§ Task: Only the lines from the first line of the data through the line containing "Draw the outline of every instance of the musician's" belong in the answer, transcribed exactly; pictures do not.

-------- Data --------

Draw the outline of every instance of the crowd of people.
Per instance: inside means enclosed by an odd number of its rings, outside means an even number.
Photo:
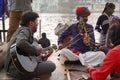
[[[9,29],[4,69],[8,75],[20,80],[51,74],[56,69],[55,63],[47,60],[53,53],[53,48],[46,33],[43,32],[39,40],[34,38],[39,15],[32,11],[31,3],[32,0],[8,0]],[[77,22],[62,30],[58,36],[62,65],[66,61],[79,61],[89,71],[88,80],[105,80],[110,74],[115,80],[120,79],[120,19],[113,15],[114,10],[115,4],[106,3],[94,29],[87,22],[91,11],[87,7],[76,7]],[[94,30],[100,33],[99,45],[96,44]],[[64,44],[66,37],[70,37],[65,42],[67,45]],[[16,57],[16,54],[19,55]],[[29,60],[34,65],[30,65],[32,67],[28,70],[20,68],[18,58]],[[23,65],[26,64],[25,60]],[[98,65],[100,67],[97,70],[94,67]]]

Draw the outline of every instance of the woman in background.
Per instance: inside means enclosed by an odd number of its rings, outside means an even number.
[[[109,28],[109,19],[113,14],[115,5],[113,3],[106,3],[102,15],[99,16],[95,29],[100,33],[100,43],[105,44],[106,34]]]

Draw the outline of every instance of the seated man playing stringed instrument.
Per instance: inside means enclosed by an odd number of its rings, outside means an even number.
[[[105,57],[102,51],[92,51],[95,46],[93,26],[87,23],[90,11],[86,7],[76,8],[77,23],[68,27],[59,37],[58,44],[60,51],[60,62],[80,60],[82,65],[91,64],[96,66],[103,61]],[[67,48],[63,46],[63,40],[66,36],[72,39]]]
[[[33,77],[50,74],[56,68],[53,62],[42,61],[40,55],[43,48],[33,44],[38,17],[35,12],[24,13],[21,27],[16,30],[8,44],[5,71],[17,80],[25,80],[25,78],[30,80]],[[51,53],[51,50],[48,53]]]

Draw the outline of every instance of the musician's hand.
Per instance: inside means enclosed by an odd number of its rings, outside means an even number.
[[[58,50],[61,50],[63,47],[62,46],[58,46]]]
[[[105,46],[108,47],[108,48],[112,48],[112,47],[113,47],[113,44],[107,42],[107,43],[105,43]]]
[[[41,52],[42,52],[42,50],[43,50],[43,48],[42,48],[42,47],[38,47],[38,48],[37,48],[37,55],[40,55],[40,54],[41,54]]]
[[[58,45],[58,50],[61,50],[63,48],[63,45],[62,44],[59,44]]]
[[[51,54],[53,53],[53,48],[50,47],[50,49],[48,51],[46,51],[45,54],[41,54],[41,57],[44,59],[44,58],[48,58]]]
[[[50,49],[48,50],[48,52],[46,53],[46,55],[43,56],[43,57],[44,57],[44,58],[48,58],[52,53],[53,53],[53,48],[50,47]]]
[[[99,48],[100,46],[101,46],[101,44],[95,43],[95,47]]]
[[[53,48],[50,47],[50,49],[48,50],[48,55],[47,55],[47,57],[49,57],[52,53],[53,53]]]
[[[92,65],[86,65],[87,71],[89,72],[89,69],[94,68]]]

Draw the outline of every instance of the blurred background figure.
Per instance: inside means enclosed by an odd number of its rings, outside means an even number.
[[[46,36],[46,33],[42,33],[42,38],[38,40],[38,43],[41,44],[43,48],[49,47],[51,45],[50,40]]]
[[[24,12],[32,11],[32,0],[8,0],[9,7],[9,29],[7,33],[7,42],[19,27],[21,16]]]
[[[115,10],[115,4],[107,2],[102,12],[102,15],[100,15],[97,20],[95,29],[100,33],[99,41],[100,43],[102,43],[101,45],[105,44],[106,34],[110,23],[109,19],[114,13],[114,10]]]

--------

§ Response to this task:
Draw the outline of every instance of the crowd of people.
Per instance: inside means enclosed by an odd number of its rings, outside means an even number.
Photo:
[[[9,29],[4,69],[8,75],[20,80],[51,74],[56,69],[55,63],[47,60],[53,53],[53,48],[46,33],[43,32],[39,40],[34,38],[39,15],[32,11],[31,3],[32,0],[8,0]],[[77,22],[62,30],[58,36],[62,65],[66,61],[79,61],[89,71],[88,80],[105,80],[110,74],[115,80],[120,79],[120,19],[113,15],[114,10],[115,4],[106,3],[94,29],[87,22],[91,11],[87,7],[76,7]],[[94,30],[100,33],[99,45],[96,44]],[[64,44],[66,37],[70,37],[65,42],[67,45]],[[16,57],[16,54],[19,55]],[[29,60],[34,65],[30,65],[32,67],[28,70],[20,68],[18,58]],[[23,65],[26,64],[25,60]],[[98,65],[100,67],[97,70],[94,67]]]

Draw the outline of every instance of the woman in background.
Per instance: inside means enclosed by an odd number of its rings, outside means an even number.
[[[109,28],[109,19],[113,14],[115,5],[113,3],[106,3],[102,15],[99,16],[95,29],[100,33],[100,43],[105,44],[106,34]]]

Draw the outline of every instance of the seated man playing stringed instrument.
Per instance: inside means enclosed by an odd number of its rings, outside means an even number.
[[[105,57],[102,51],[92,51],[95,46],[93,26],[87,23],[90,11],[86,7],[76,8],[77,23],[68,27],[59,37],[58,44],[60,51],[60,62],[80,60],[82,65],[91,64],[96,66],[103,61]],[[67,48],[63,46],[63,40],[66,36],[72,39]]]
[[[33,77],[50,74],[56,68],[53,62],[42,61],[40,55],[43,48],[33,44],[38,17],[35,12],[24,13],[21,27],[16,30],[8,44],[5,71],[17,80],[25,80],[25,78],[30,80]],[[51,53],[51,50],[48,53]]]

Draw the outline of every instance of the musician's hand.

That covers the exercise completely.